I wanted to weed out the grasses and study how it grew, but my mom disagreed. She said the flowers were old fashioned; she planned a vegetable garden in that spot. We had just moved to a new house, and the next year she did indeed put in a vegetable garden with pole peas and beans, radishes, carrots, zucchini, and an asparagus patch. I promptly began checking radishes every few days to see how the root developed into a round edible vegetable, but that’s another story. Suffice it to say my parents were not pleased to find the radish seedlings vanishing day by day. 


My love of that first iris flower morphed into a fascination with all things chlorophyllous, which led me into lichens, mosses, kelps, wildflowers, and eventually into Pacifica Iris. 


What’s your story?

Monday, June 13, 2022

Golden Iris Flowering in my Garden

 By Kathleen Sayce

I wrote about the golden iris misses in my garden during my search for Iris innominata plants and or seeds from various sources in October 2021. Since then Tom Fischer, a member of the Society for Pacific Coast Native Iris, took pity on me and shared seeds from his plants with me two years ago, and this spring, here's the result--flowers!

Iris innominata flowering in my garden with good dark yellow base color and red veins.

Stored data entries:
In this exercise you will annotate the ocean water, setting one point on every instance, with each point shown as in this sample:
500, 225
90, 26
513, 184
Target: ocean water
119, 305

> _PROBLEM SET_
**a)** In the iris excerpt, why did the writer's mom disagree with weeding out the grasses? Answer in one to three sentences.
**b)** Copy the part of the iris excerpt that begins at the words "My love of that" and ends after "here's the result--flowers!".

> _ANSWERS PROVIDED_
**a)** She said the flowers were old fashioned, and she planned a vegetable garden in that spot.

**b)**
My love of that first iris flower morphed into a fascination with all things chlorophyllous, which led me into lichens, mosses, kelps, wildflowers, and eventually into Pacifica Iris. 


What’s your story?

Monday, June 13, 2022

Golden Iris Flowering in my Garden

 By Kathleen Sayce

I wrote about the golden iris misses in my garden during my search for Iris innominata plants and or seeds from various sources in October 2021. Since then Tom Fischer, a member of the Society for Pacific Coast Native Iris, took pity on me and shared seeds from his plants with me two years ago, and this spring, here's the result--flowers!